#### [DOCUMENT EXCERPT]
Please let me know if I made a mistake or if any point is unclear.

Let:

  • $p_k$ be the $k$th prime.
  • $p_k\#$ be the primorial for $p_k$
  • $\mu(i)$ be the möbius function
  • $r(m,d)$ be the remainder when an integer $m$ is divided by an integer $d$
  • $x \ge 2$ be an integer.

#### [SOURCE EXCERPT]
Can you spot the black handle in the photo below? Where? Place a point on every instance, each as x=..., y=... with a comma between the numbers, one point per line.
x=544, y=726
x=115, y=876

#### [WRITTEN TASKS]
a. In the post defining notation, what does $r(m,d)$ stand for?
b. Reproduce the part of the post defining notation that begins at the words "Please let me" and stops after the words "be an integer.".

#### [SOLUTIONS TO THE PROBLEMS]
a. The remainder when an integer $m$ is divided by an integer $d$.

b.
Please let me know if I made a mistake or if any point is unclear.

Let:

  • $p_k$ be the $k$th prime.
  • $p_k\#$ be the primorial for $p_k$
  • $\mu(i)$ be the möbius function
  • $r(m,d)$ be the remainder when an integer $m$ is divided by an integer $d$
  • $x \ge 2$ be an integer.